Eshka-43 (eshka_43) wrote,
Eshka-43
eshka_43

Categories:

Леонид Губанов

Наткнулась здесь на страницу о нем, что ниже и вспомнилось -
Компания Губанова и Алейникова появилась у меня дома внезапно в междумужье,просто кто-то из компании был знакомым прошлого мужа и проходили рядом с домом - А зайдем к тебе выпьем? Устали после ночи...- и стали зависать (как-то так получалось, что даже и до старости, пока жила в России, вокруг меня закручивалось пространство творческого дома отдыха...) компания Губанова была большой и шумной и почти всегда пьяной и крутилась только вокруг Губанова, меняясь людьми и отдаваясь шумом, отчаянием, бесшабашностью и пьянством, пьянством, пьянством. Леня иногда приходил потихоньку один и отсыпался в дальней комнате на диване без объяснений и разговоров... Он принадлежал к тому творческому типу людей, которым, чтобы совместить точку сборки, надо было напиваться, внутренняя честная богемность не совмещалась с жизнью никак, но, увы, точка сборки не собиралась, яснее не становилось, и мрачное трезвое отчаяние переходило в пьяную надрывную безнадежность. Хотя я трезвым видела его только раз, но у меня сложилось такое впечатление,да и видно мой дом в данном случае показывал только пьяный компас.... Тогда я прочитала всего несколько его стихов в тоненькой тетрадке или блокнотике, не помню, да и сама поэзия была для меня не важна, просто выросла с вечно жестоким в пьянстве отчимом и воспринимала пьянство как часть жизни и удивлялась, что разница между талантливейшими поэтами, писателями и художниками и моим отчимом, слесарем-сборщиком так тонка и плевать было на талант, оставалась просто бабья жалость... В те времена я Губанова почему-то ассоциатировала с Есениным, сейчас же снимаю шляпу перед его не до конца реализованным талантом...ощущение рано поставленной точки, обрезанных крыльев осталось и ....отчаяние одиночества...как таким людям не хватает своей Гала....
«А где-то с криком непогашенным,
под хохот и аплодисменты,
в пролет судьбы уходит Гаршин,
разбившись мордой о бессмертие.
Так валят лес, не веря лету.
Так, проклиная баб и быт,
опушками без ягод слепнут
запущенные верой лбы.
Так начинают верить небу
продажных глаз, сгоревших цифр,
так опускаются до НЭПа
талантливые подлецы.
А их уводят потаскухи
и потасовка бед и войн.
Их губы сухо тянут суки,
планета, вон их! Ветер – вон!
При них мы сами есть товар,
при них мы никогда не сыты.
Мы убиваем свой талант,
как Грозный собственного сына...»
Грустно...

════

ЗАДАНИЕ: Процитируйте дословно из записи о Леониде Губанове фрагмент, который открывается словами «Так начинают верить» и завершается словами «Ветер – вон!».

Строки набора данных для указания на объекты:
════

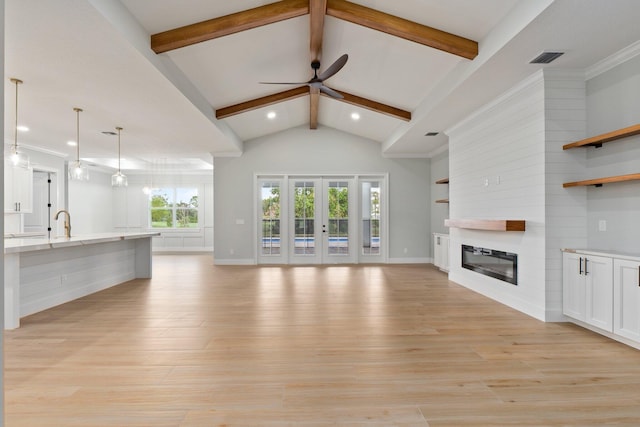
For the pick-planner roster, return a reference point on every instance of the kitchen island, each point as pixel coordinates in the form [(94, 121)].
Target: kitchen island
[(42, 273)]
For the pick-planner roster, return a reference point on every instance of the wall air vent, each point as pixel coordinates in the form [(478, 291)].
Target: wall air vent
[(546, 57)]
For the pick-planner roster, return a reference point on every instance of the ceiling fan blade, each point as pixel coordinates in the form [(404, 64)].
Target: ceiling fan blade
[(283, 83), (332, 93), (334, 68)]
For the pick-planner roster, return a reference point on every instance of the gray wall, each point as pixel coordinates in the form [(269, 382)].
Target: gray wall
[(321, 151), (613, 103)]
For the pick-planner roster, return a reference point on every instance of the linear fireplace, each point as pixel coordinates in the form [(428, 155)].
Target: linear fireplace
[(498, 264)]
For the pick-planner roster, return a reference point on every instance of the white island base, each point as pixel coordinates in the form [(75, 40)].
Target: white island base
[(42, 273)]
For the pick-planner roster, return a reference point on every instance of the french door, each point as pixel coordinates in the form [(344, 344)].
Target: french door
[(321, 230), (320, 220)]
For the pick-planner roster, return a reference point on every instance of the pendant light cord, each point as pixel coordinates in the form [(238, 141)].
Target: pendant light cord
[(15, 129), (77, 110), (118, 129)]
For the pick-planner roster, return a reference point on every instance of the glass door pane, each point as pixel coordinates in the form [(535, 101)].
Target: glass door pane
[(304, 216), (270, 198), (370, 217), (338, 217)]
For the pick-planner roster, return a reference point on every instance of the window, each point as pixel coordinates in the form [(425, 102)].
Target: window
[(174, 208)]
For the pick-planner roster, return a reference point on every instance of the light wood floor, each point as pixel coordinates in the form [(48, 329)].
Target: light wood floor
[(397, 345)]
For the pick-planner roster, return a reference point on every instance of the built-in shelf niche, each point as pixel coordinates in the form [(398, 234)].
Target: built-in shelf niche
[(607, 180), (487, 224), (442, 181), (597, 141)]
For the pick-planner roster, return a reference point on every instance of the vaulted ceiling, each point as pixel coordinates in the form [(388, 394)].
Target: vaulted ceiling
[(183, 77)]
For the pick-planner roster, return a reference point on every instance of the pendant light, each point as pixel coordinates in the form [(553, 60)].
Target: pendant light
[(18, 158), (118, 179), (78, 171)]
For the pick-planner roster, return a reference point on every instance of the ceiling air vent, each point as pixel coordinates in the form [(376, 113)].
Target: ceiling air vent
[(546, 57)]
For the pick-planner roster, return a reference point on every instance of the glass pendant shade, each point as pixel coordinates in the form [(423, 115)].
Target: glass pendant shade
[(18, 158), (118, 179), (77, 170)]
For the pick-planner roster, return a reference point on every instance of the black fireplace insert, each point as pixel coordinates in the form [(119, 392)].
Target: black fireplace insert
[(490, 262)]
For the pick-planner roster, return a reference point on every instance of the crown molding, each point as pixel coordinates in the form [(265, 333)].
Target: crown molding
[(614, 60)]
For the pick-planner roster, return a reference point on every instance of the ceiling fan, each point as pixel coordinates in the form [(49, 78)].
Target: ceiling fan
[(317, 81)]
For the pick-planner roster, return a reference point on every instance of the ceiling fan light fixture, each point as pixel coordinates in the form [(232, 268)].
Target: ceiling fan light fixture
[(77, 170), (119, 179)]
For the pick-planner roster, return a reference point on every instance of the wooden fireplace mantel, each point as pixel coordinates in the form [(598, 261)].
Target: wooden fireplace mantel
[(487, 224)]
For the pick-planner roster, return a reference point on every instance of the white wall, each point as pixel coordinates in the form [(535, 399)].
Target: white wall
[(50, 163), (321, 151), (613, 103), (439, 211), (90, 204), (565, 219), (507, 162), (130, 210), (497, 171)]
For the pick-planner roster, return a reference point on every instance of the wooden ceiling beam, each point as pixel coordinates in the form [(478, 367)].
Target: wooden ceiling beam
[(264, 101), (403, 28), (229, 24), (368, 104)]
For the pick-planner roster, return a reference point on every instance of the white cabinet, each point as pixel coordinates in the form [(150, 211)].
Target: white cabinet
[(441, 251), (18, 189), (588, 289), (626, 298)]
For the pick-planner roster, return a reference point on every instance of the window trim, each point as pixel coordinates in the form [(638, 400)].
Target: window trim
[(174, 209)]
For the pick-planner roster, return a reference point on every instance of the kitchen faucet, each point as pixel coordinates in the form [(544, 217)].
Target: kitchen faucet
[(67, 222)]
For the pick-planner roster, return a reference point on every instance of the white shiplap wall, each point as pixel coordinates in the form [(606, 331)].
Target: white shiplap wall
[(566, 209), (497, 171), (507, 162)]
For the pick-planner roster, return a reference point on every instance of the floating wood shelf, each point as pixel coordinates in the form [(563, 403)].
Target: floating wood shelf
[(599, 181), (487, 224), (597, 141)]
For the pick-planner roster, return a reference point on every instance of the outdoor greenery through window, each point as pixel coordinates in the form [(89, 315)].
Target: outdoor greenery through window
[(174, 208)]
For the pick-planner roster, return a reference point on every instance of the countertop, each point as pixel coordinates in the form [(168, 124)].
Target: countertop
[(35, 244), (606, 253)]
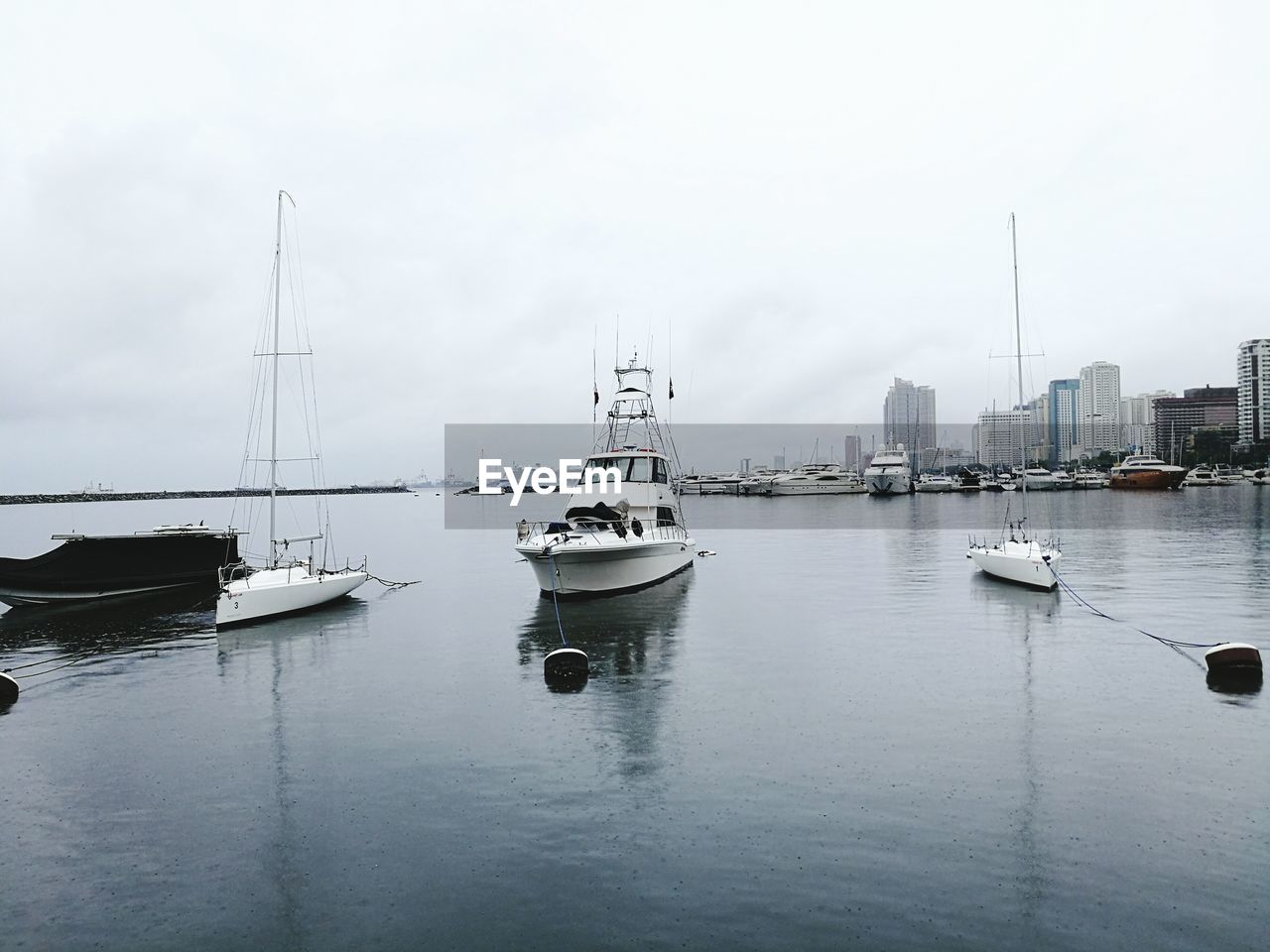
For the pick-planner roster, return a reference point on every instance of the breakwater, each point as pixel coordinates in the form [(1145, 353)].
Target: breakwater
[(189, 494)]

════

РЕЗУЛЬТАТ ВЫПОЛНЕНИЯ:
Так начинают верить небу
продажных глаз, сгоревших цифр,
так опускаются до НЭПа
талантливые подлецы.
А их уводят потаскухи
и потасовка бед и войн.
Их губы сухо тянут суки,
планета, вон их! Ветер – вон!